Среди бессмертных особенно интересна фигура Гэндальфа, который, согласно "Сильмариллиону", не кто иной как воплотившийся майа (т.е. дух) Олорин, и о нем сказано, что "живя в Лориэне, он часто бывал у Ниэнны и от нее научился состраданию и терпению" и что "внимающих ему оставляет отчаяние и темные думы". Он - один из пяти майар, посланных высшими духами, валар, в мир Средиземья, чтобы помочь смертным народам и эльфам противостоять растущему могуществу Саурона. Для выполнения своей миссии на земле майар были облечены в смертную оболочку. Они долговечны, лишь незначительно стареют, когда у других народов успевает смениться несколько поколений, но по-человечески испытывают боль, усталость и прочие физические неудобства. Их земная оболочка может быть повреждена или даже уничтожена, и тогда они возвращаются в страну валар. Так случилось с Гэндальфом после его битвы в Мории, но валар вернули его, даровав ему еще большее могущество, чем прежде. Кроме Серого Странника Гэндальфа, в трилогии упоминается еще Белый Маг Саруман и Радагаст Карий. По письмам Толкиена известно, что были еще двое, которых он называет Синими Магами. Они ушли вместе с Саруманом на юго-восток "миссионерствовать" и не вернулись. В письме к Роне Беар Профессор говорит об их возможной судьбе: "Не знаю, удачливы ли они были, но думаю, что потерпели неудачу, как и Саруман, хотя, несомненно, совершенно иначе; я полагаю, что они были основателями тайных культов и "колдовских" традиций, переживших падение Саурона".
Все это я говорю для того, чтобы подчеркнуть одну странную деталь: имея такую необычную "биографию", Гэндальф, тем не менее, выглядит бледновато даже рядом со своим собратом Саруманом, тем более по сравнению с эффектно мрачным Сауроном. Его описание лишено ярких красок, он - всего лишь Серый Странник, любящий иногда побаловать знакомых фейерверками и необычными колечками табачного дыма. Он мудр, но не особенно любим, так как нередко приносит малоприятные вести. Он не командует легионами, не побивает полчища врагов ударами молний и не держит магической школы... Мудрость и вовремя сказанное разумное слово - вот его обычные инструменты. Такая вопиющая обыкновенность даже заставляет многих относиться к нему не слишком серьезно, не говоря уже о том, чтобы испытывать перед ним хоть какой-то трепет.
Магам в книге вообще запрещено навязывать кому-либо свою волю, манипулировать чужой волей даже с благими намерениями. Их оружие в абсолютном большинстве случаев - слово и убеждение. Даже насчет сладкоголосого Сарумана Толкиен настаивал, что тот не околдовывал слушателей голосом, просто они покорялись нерушимой логике его аргументов. В силу бренности и слабости своей облочки Маги могут поддаваться искушениям и впадать в грех, как случилось с Саруманом.

## ЗАДАЧИ ДЛЯ РЕШЕНИЯ
a. У кого, согласно отрывку о Гэндальфе, он научился состраданию и терпению, когда жил в Лориэне?
b. Перепишите из отрывка о Гэндальфе всё от слов "Магам в книге" и вплоть до слов "случилось с Саруманом.".

## ПРИВЕДЁННЫЕ СТРОКИ
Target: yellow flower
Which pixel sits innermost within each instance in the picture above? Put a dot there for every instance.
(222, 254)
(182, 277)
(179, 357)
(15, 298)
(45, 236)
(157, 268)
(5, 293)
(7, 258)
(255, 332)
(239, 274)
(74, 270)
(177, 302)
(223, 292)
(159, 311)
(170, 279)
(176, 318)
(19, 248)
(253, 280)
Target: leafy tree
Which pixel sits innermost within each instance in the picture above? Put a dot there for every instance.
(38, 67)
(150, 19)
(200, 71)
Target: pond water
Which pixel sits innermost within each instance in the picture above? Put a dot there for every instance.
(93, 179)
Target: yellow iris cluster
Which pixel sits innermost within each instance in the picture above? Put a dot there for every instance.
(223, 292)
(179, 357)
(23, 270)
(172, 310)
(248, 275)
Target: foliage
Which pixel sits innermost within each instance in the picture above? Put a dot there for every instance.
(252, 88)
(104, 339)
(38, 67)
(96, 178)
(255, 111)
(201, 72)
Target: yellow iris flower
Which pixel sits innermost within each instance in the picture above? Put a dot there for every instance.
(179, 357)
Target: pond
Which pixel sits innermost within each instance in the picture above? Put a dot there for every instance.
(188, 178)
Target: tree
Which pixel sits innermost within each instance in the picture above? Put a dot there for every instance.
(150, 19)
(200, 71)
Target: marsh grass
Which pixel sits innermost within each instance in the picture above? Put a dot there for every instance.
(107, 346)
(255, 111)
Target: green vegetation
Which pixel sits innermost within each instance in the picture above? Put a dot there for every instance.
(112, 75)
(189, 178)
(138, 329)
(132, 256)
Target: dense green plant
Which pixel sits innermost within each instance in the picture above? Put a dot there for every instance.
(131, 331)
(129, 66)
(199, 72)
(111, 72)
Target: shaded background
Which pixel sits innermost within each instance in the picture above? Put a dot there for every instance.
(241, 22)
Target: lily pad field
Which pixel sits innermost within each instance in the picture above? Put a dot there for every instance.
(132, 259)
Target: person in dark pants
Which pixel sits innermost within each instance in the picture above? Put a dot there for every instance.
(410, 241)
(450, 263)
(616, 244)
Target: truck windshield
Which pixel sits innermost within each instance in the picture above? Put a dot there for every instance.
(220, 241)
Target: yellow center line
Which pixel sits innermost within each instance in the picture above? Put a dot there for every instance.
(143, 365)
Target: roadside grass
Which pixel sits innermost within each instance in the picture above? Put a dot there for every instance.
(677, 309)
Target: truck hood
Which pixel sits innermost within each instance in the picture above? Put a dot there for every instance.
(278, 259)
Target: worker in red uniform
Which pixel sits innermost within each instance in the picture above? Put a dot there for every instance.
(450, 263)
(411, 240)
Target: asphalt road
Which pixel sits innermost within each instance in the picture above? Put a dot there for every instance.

## ОЖИДАЕМЫЕ ОТВЕТЫ
a. У Ниэнны.

b.
Магам в книге вообще запрещено навязывать кому-либо свою волю, манипулировать чужой волей даже с благими намерениями. Их оружие в абсолютном большинстве случаев - слово и убеждение. Даже насчет сладкоголосого Сарумана Толкиен настаивал, что тот не околдовывал слушателей голосом, просто они покорялись нерушимой логике его аргументов. В силу бренности и слабости своей облочки Маги могут поддаваться искушениям и впадать в грех, как случилось с Саруманом.